SELECTED TEXT —

Tori Amos: Piece By Piece
By Tori Amos and Ann Powers
3-stars
Broadway Books ($24)
Meet Tori Amos: New Age scholar. This autobiographical portait of the artist -- midwifed by rock critic (and Blender contributor) Ann Powers -- is no mere star memoir. With chapters themed for different points on the creation cycle -- inspiration, composition, image, performance -- it's more like a soul-map of Amos's stride from pop tart to poet provocateur.
With the giddiness of stoned grad students, our piano-humping diva and her writer pal log their discussions on Dionysian catharsis, subverting the Dark Prince (read: Trent Reznor) and the erotica of song craft.
Mining legend and lore from French softcore to Aztec ritual, Amos and Powers riff on bad love, good marriage, traumatic pregnancies and eventual motherhood, leaving space to thrash corporate devils, talk shop and go shopping. Selected "song canvasses" unpack the origins of tunes like the Grandpa-tribute "Winter" and honeycomb hideout "The Beekeeper."
Sure, to some this might sound like a masters class at Woo-Woo U. But who else but our resolutely pretentious dervish (and former front-girl of the disavowed Y Kant Tori Read) would give The Da Vinci Code such a Vivid Girl twist -- inviting Mary Magdalene, Carl Jung, Venus and Frodo Naggins to the same muse orgy?

INFORMATION SUPPLIED —
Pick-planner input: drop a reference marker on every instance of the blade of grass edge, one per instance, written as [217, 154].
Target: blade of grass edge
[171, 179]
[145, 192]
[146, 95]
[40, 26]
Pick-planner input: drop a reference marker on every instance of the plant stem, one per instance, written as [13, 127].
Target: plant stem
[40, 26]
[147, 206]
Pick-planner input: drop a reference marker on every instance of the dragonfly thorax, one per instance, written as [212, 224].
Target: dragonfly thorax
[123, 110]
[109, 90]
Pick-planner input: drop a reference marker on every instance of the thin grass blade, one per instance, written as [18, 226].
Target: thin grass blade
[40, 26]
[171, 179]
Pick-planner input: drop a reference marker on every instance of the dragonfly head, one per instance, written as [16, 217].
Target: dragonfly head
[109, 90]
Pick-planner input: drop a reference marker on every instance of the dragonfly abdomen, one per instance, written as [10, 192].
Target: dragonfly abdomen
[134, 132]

--

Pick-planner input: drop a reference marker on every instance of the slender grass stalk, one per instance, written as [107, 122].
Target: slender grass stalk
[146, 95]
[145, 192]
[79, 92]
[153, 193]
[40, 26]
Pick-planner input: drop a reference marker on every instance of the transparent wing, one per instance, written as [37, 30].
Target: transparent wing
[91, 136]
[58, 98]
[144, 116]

TASK REQUIREMENTS —
- a) Repeat the book review word for word, starting at "Tori Amos: Piece" and ending at "of song craft.".
- b) According to the book review, which four points on the creation cycle are the chapters themed for?
This data was drawn from a source separate from the book review.

ANSWERS GIVEN —
- a)
Tori Amos: Piece By Piece
By Tori Amos and Ann Powers
3-stars
Broadway Books ($24)
Meet Tori Amos: New Age scholar. This autobiographical portait of the artist -- midwifed by rock critic (and Blender contributor) Ann Powers -- is no mere star memoir. With chapters themed for different points on the creation cycle -- inspiration, composition, image, performance -- it's more like a soul-map of Amos's stride from pop tart to poet provocateur.
With the giddiness of stoned grad students, our piano-humping diva and her writer pal log their discussions on Dionysian catharsis, subverting the Dark Prince (read: Trent Reznor) and the erotica of song craft.

- b) Inspiration, composition, image, and performance.